**Petikan Teks:**
::::::
Minggu, 15 Juni 2008

Syarat S-1 Bukan Jaminan

Syarat S-1 Bukan Jaminan Aug 4, '07 10:36 AM
for everyone

Masuk Akpol Harus S1 Bukanlah Jaminan

Indonesia tidak membutuhkan orang-orang yang pintar atau orang yang bergelar tinggi bila tingkatan moralitasnya tidak dapat dipertanggungjawabkan. Sebenarnya Indonesia telah banyak dipenuhi oleh orang pintar, tapi sayang mereka menggunakannya untuk membodohi "minteri" bangsanya sendiri.
Dari realitas yang disajikan di atas bila dikaitkan dengan wacana tentang S1 syarat masuk Akpol, maka kita jangan terjebak bahwa hal itu akan menjamin suatu perbaikan di tubuh POLRI. Semakin pintar seseorang maka semakin pintar pula ia mengatur strategi. Semua koruptor kelas kakap ialah kalangan yang berilmu sehingga iasemakin jeli dalam mengatur suatu sistem dan tatanan yang mendukungnya untuk KKN.
Kita tahu di mata masyarakat, citra polisi itu selalu buruk. Mereka mau jaga bila ada bayaran. Sebagai contoh banyak peristiwa pengambilan uang oleh suatu instansi dalam jumlah yang besar di suatu bank tetapi pihak instansi tersebut tidak meminta pengawalan dari pihak kepolisian karena polisi nanti minta bayaran dengan tarif tertentu sehingga dalam prakteknya sering terjadi perampokan. Ada suatu sindiran yang mungkin cukup menggelitik kita: "bahwa polisi itu tugasnya hanyalah menjaga keamanan kantornya saja, yang lain tidak kecuali ada thank you money-nya" He......3x. Bila ada thank you money-nya persoalan menjadi berbeda, seakan persoalan telah menemukan segala titik terang dan penuh kemudahan.
::::::
**Soal yang Diselesaikan:** Lanjutkan tulisan tentang syarat S-1 untuk masuk Akpol, dimulai tepat setelah kalimat terakhirnya.

[Entri anotasi kotak pembatas]
::::::
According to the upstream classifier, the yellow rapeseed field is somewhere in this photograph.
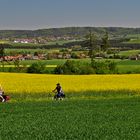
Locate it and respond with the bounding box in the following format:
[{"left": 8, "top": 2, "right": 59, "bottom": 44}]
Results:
[{"left": 0, "top": 73, "right": 140, "bottom": 93}]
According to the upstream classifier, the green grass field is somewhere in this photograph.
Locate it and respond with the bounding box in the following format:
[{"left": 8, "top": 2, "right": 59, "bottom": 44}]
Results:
[{"left": 0, "top": 73, "right": 140, "bottom": 140}]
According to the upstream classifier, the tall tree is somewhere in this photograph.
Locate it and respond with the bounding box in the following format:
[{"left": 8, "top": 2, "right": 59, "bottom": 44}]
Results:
[
  {"left": 0, "top": 44, "right": 5, "bottom": 71},
  {"left": 86, "top": 30, "right": 97, "bottom": 61},
  {"left": 101, "top": 32, "right": 110, "bottom": 52}
]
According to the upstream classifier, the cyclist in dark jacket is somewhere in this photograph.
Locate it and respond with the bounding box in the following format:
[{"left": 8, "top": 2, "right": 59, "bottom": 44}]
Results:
[{"left": 53, "top": 83, "right": 65, "bottom": 98}]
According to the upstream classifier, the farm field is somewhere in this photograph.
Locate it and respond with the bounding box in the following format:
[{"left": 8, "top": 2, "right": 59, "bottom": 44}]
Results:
[
  {"left": 0, "top": 59, "right": 140, "bottom": 74},
  {"left": 0, "top": 73, "right": 140, "bottom": 140}
]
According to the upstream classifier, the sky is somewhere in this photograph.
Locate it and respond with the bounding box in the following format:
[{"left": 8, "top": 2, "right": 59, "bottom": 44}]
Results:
[{"left": 0, "top": 0, "right": 140, "bottom": 30}]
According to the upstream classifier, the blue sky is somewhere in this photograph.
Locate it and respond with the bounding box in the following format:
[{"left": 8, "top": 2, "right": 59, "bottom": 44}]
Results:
[{"left": 0, "top": 0, "right": 140, "bottom": 30}]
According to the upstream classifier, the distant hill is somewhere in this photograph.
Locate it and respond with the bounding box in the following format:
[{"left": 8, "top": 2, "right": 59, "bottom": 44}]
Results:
[{"left": 0, "top": 27, "right": 140, "bottom": 38}]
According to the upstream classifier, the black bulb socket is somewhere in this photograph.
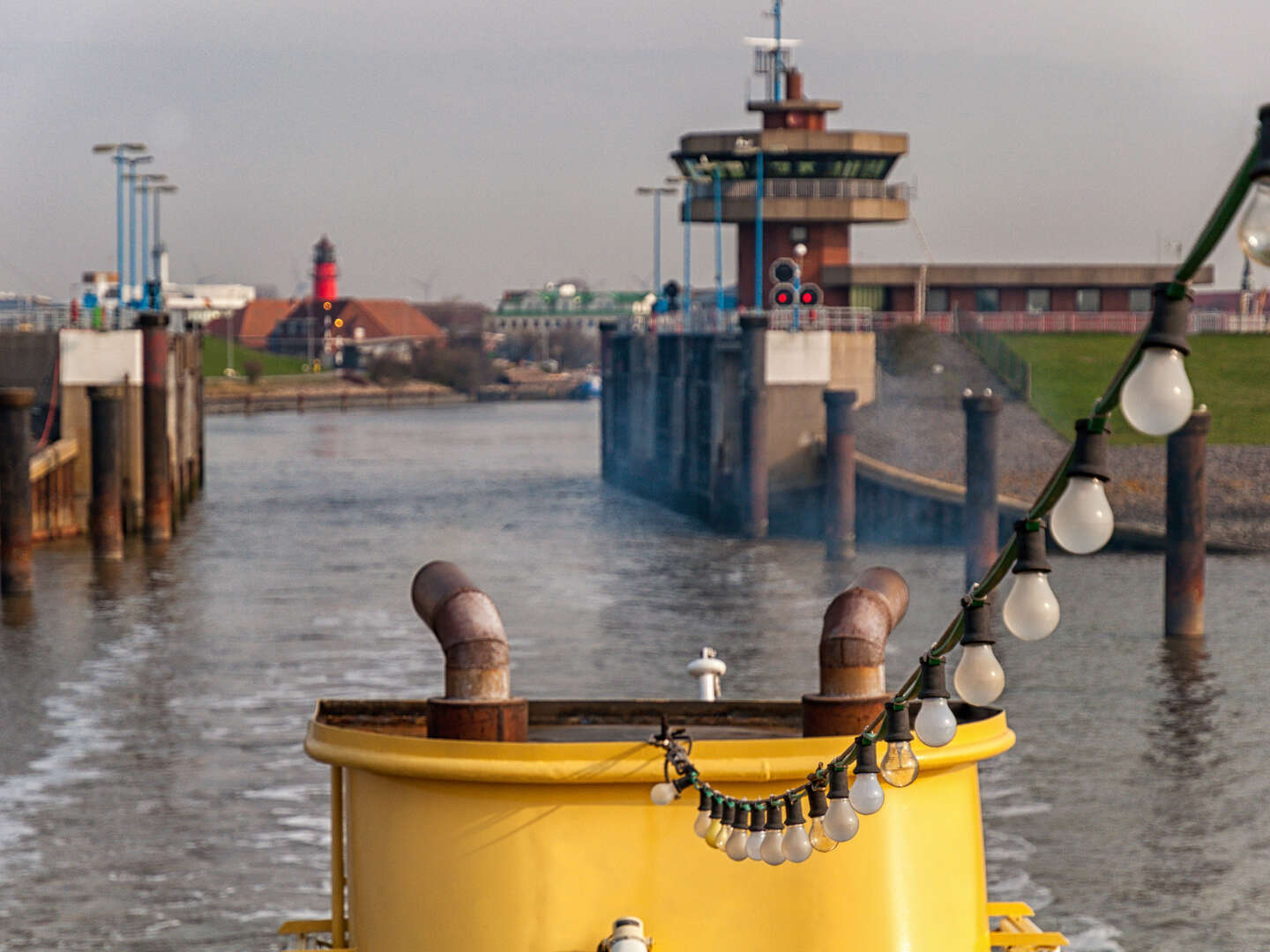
::::::
**Jawaban Akhir:**
Selain itu diakui atau tidak, banyak oknum pegawai atau aparatur pemerintah yang tidak hanya terbatas pada jajaran kepolisian yang melanjutkan pendidikan ke perguruan tinggi hanya untuk mencari gelar sarjana agar bisa naik pangkat. Hal ini juga tidak dapat dilepaskan begitu saja dari para calon yang ingin masuk Akpol. Mereka selalu mengincar sekolah-sekolah yang kurang mementingkan kualitas. Mereka ikut perkuliahan hanya sekadarnya saja yang penting lancar bayar SPP, toh ijazah lulus S1 juga bisa keluar. Mengenai skripsi itu permasalahan yang mudah, khan bisa nembak sana nembak sini asal kita punya uang.
Budaya "sogok" untuk dapat diterima masuk Akpol telah menjadi rahasia umum dan prakteknya itu masih ada. Bila pada awalnya sudah menyogok (suatu budaya yang tidak benar) maka seterusnya yang dipikirkan adalah bagaimana caranya besaran uang sogok itu dapat segera kembali atau diperoleh gantinya. Sebenarnya ini adalah suatu wujud lingkaran setan yang harus segera diputus. Oleh karena itu mereka seakan terpacu untuk mengoptimalkan sumber-sumber pendapatan sampingan dengan menyalahgunakan kewenangan dan kekuasaan yang dimilikinya sebagai pemangku jabatan tertentu dalam jajaran instansi kepolisian.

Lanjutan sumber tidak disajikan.